■ **Exercise**:
Convert every row below into a numbered list, omitting any blank lines.

..............................

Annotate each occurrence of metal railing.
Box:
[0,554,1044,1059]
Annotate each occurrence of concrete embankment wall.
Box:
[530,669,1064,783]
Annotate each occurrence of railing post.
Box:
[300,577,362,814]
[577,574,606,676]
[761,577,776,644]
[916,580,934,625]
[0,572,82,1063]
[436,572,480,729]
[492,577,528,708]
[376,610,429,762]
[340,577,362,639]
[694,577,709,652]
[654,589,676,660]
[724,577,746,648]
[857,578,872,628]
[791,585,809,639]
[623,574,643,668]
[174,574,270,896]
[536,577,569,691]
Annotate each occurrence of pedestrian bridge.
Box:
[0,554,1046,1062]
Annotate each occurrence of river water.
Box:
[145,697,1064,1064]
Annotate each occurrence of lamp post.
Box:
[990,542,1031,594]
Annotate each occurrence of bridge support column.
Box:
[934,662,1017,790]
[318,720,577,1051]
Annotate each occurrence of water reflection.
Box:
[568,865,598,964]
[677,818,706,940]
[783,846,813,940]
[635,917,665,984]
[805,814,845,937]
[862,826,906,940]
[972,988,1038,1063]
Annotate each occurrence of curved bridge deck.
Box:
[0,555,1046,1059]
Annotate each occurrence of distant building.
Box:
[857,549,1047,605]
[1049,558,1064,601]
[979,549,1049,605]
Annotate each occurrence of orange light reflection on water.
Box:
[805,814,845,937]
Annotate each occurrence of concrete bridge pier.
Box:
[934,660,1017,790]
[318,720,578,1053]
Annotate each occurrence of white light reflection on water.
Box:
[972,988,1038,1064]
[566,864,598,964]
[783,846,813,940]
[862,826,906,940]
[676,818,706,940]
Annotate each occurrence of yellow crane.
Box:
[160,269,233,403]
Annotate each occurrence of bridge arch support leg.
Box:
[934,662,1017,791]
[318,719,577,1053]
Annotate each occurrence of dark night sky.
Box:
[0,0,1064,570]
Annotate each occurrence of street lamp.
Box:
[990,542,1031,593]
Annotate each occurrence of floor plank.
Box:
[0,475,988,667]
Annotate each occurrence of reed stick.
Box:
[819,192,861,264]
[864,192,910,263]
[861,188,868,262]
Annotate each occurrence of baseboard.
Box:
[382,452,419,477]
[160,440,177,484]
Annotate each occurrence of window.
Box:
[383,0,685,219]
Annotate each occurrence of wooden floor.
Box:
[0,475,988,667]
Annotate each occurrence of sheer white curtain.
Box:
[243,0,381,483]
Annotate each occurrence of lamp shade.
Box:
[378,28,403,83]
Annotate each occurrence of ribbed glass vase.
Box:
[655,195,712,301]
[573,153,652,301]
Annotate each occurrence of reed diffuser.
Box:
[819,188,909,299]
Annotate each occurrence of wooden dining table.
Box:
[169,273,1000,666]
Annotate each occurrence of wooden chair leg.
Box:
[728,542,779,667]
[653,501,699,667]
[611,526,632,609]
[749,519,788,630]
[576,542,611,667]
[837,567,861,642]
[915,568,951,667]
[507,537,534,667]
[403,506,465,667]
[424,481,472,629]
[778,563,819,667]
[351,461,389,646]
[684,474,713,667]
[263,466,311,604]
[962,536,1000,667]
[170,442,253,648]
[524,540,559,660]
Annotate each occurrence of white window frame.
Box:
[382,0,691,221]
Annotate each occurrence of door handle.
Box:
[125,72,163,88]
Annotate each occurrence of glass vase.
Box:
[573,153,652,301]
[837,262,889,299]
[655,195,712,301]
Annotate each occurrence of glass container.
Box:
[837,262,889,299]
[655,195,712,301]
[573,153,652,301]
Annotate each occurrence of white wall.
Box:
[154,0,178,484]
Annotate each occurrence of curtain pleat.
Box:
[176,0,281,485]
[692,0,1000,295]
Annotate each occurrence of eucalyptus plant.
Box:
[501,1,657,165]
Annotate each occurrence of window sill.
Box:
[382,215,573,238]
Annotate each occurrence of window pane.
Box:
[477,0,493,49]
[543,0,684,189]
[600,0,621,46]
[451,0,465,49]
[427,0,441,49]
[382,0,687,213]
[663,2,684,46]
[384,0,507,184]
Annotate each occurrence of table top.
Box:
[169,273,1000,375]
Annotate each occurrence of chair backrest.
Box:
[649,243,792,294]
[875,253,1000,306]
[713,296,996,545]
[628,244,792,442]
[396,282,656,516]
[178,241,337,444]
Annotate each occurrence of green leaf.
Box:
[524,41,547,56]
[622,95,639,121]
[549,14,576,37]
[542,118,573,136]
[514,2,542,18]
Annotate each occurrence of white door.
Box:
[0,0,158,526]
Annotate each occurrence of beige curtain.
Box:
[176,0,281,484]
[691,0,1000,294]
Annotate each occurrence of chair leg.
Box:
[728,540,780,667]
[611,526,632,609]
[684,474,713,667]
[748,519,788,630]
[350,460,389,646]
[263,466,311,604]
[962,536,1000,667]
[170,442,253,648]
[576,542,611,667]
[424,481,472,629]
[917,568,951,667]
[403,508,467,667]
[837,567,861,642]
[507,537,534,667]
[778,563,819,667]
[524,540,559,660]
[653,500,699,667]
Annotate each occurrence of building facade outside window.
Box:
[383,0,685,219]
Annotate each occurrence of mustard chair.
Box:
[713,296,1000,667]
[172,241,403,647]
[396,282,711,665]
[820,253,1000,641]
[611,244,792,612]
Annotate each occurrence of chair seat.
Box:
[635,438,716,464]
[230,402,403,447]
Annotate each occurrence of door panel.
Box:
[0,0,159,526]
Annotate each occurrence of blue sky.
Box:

..............................

■ **Finished task**:
1. Annotate each occurrence of metal railing.
2. Box:
3. [0,554,1044,1059]
4. Annotate each occurrence of concrete embankment wall.
5. Box:
6. [530,669,1064,783]
7. Annotate each occurrence of railing post.
8. Box:
9. [300,577,362,814]
10. [577,574,606,676]
11. [761,577,776,644]
12. [916,580,934,625]
13. [0,572,82,1063]
14. [436,572,480,729]
15. [492,577,528,708]
16. [376,610,429,762]
17. [340,577,362,639]
18. [694,577,709,652]
19. [654,589,676,660]
20. [724,577,746,648]
21. [857,578,872,628]
22. [791,585,809,639]
23. [623,574,643,668]
24. [174,574,270,896]
25. [536,577,569,691]
26. Annotate each occurrence of pedestrian bridge.
27. Box:
28. [0,554,1046,1062]
29. Annotate each occurrence of river water.
30. Box:
31. [145,697,1064,1064]
32. Annotate each occurrence of lamp post.
33. Box:
34. [990,542,1031,594]
35. Annotate each occurrence of bridge support column.
36. Box:
37. [934,662,1017,790]
38. [318,720,577,1051]
39. Annotate each occurrence of water reflection.
40. Box:
41. [568,865,598,964]
42. [677,818,706,940]
43. [783,846,813,940]
44. [635,917,665,984]
45. [805,814,845,937]
46. [862,826,906,940]
47. [972,988,1038,1063]
48. Annotate each occurrence of curved bridge deck.
49. Box:
50. [0,555,1046,1059]
51. Annotate each occurrence of distant building.
52. Box:
53. [857,549,1047,605]
54. [1049,558,1064,601]
55. [979,549,1049,605]
56. Annotate each occurrence of orange light reflection on water.
57. Box:
58. [805,814,845,937]
59. Annotate each occurrence of concrete bridge pier.
60. Box:
61. [934,660,1017,790]
62. [318,720,578,1053]
63. Annotate each occurrence of white light reflection on water.
64. Box:
65. [972,988,1038,1064]
66. [566,864,598,964]
67. [783,846,813,940]
68. [862,826,906,940]
69. [676,818,706,940]
70. Annotate each occurrence of yellow crane.
71. Box:
72. [160,269,233,403]
73. Annotate each occurrence of bridge arch support leg.
74. Box:
75. [934,662,1017,791]
76. [318,719,577,1053]
77. Annotate each occurrence of dark night sky.
78. Box:
79. [0,0,1064,570]
80. Annotate each occurrence of street lamp.
81. Box:
82. [990,542,1031,593]
83. Annotate each occurrence of floor plank.
84. Box:
85. [0,475,988,667]
86. Annotate each occurrence of reed stick.
87. Box:
88. [819,192,861,264]
89. [864,192,910,263]
90. [861,188,868,262]
91. Annotate each occurrence of baseboard.
92. Box:
93. [382,452,419,477]
94. [160,440,177,484]
95. Annotate each occurrence of window.
96. Box:
97. [383,0,685,219]
98. Annotate each occurrence of wooden floor.
99. Box:
100. [0,475,988,667]
101. Annotate each occurrence of sheer white curtain.
102. Box:
103. [243,0,381,483]
104. Annotate each occurrence of lamp shade.
105. Box:
106. [378,28,403,83]
107. Annotate each occurrence of ribbed glass vase.
108. Box:
109. [655,195,712,301]
110. [573,153,652,301]
111. Annotate each occurrence of reed diffuser.
112. Box:
113. [819,188,909,299]
114. Annotate each occurrence of wooden dining table.
115. Box:
116. [169,273,1000,666]
117. Annotate each occurrence of wooden chair leg.
118. Box:
119. [728,542,779,667]
120. [653,501,699,667]
121. [611,526,632,609]
122. [749,519,788,630]
123. [576,542,611,667]
124. [837,567,861,642]
125. [915,568,951,667]
126. [507,537,534,667]
127. [403,506,465,667]
128. [424,481,472,629]
129. [778,563,819,667]
130. [351,461,389,646]
131. [684,474,713,667]
132. [263,466,311,604]
133. [962,536,1000,667]
134. [170,442,253,648]
135. [524,540,559,660]
136. Annotate each occurrence of white window frame.
137. Box:
138. [382,0,691,221]
139. Annotate each occurrence of door handle.
140. Box:
141. [125,72,163,88]
142. Annotate each occurrence of glass vase.
143. Box:
144. [573,153,652,301]
145. [837,262,889,299]
146. [655,195,712,301]
147. Annotate each occurrence of glass container.
148. Box:
149. [837,262,889,299]
150. [655,195,712,301]
151. [573,153,652,301]
152. Annotate each occurrence of white wall.
153. Box:
154. [154,0,178,484]
155. Annotate each occurrence of curtain pleat.
156. Box:
157. [176,0,281,485]
158. [692,0,1000,295]
159. Annotate each occurrence of eucalyptus plant.
160. Box:
161. [501,1,657,165]
162. Annotate each occurrence of window sill.
163. Box:
164. [382,215,573,238]
165. Annotate each occurrence of window pane.
166. Box:
167. [477,0,493,49]
168. [543,0,684,189]
169. [600,0,621,46]
170. [451,0,465,49]
171. [427,0,441,49]
172. [382,0,687,213]
173. [663,2,684,46]
174. [384,0,507,184]
175. Annotate each occurrence of table top.
176. Box:
177. [169,273,1000,375]
178. Annotate each occurrence of chair backrest.
179. Box:
180. [649,243,792,294]
181. [875,253,1000,306]
182. [713,296,996,545]
183. [628,244,792,442]
184. [396,282,656,516]
185. [178,241,337,444]
186. Annotate each occurrence of green leaf.
187. Box:
188. [524,41,547,56]
189. [622,95,639,121]
190. [549,14,576,37]
191. [542,118,573,136]
192. [514,2,542,18]
193. Annotate each occurrence of white door.
194. Box:
195. [0,0,158,526]
196. Annotate each occurrence of beige curtain.
197. Box:
198. [176,0,281,484]
199. [691,0,1000,294]
200. Annotate each occurrence of chair leg.
201. Box:
202. [728,540,780,667]
203. [611,526,632,609]
204. [684,474,713,667]
205. [748,519,788,630]
206. [350,460,389,646]
207. [263,466,311,604]
208. [962,536,1000,667]
209. [170,442,253,648]
210. [576,542,611,667]
211. [424,481,472,629]
212. [917,568,951,667]
213. [403,508,467,667]
214. [837,567,861,642]
215. [507,537,534,667]
216. [778,563,819,667]
217. [524,540,559,660]
218. [653,500,699,667]
219. Annotate each occurrence of building facade outside window.
220. Box:
221. [383,0,685,219]
222. Annotate each occurrence of mustard chair.
223. Box:
224. [713,296,1000,667]
225. [172,241,403,647]
226. [396,282,711,665]
227. [820,253,1000,641]
228. [611,244,792,612]
229. Annotate each occurrence of chair seat.
230. Box:
231. [635,438,716,464]
232. [230,402,403,447]
233. Annotate each occurrence of door panel.
234. Box:
235. [0,0,159,526]
236. Annotate each occurrence of blue sky.
237. Box:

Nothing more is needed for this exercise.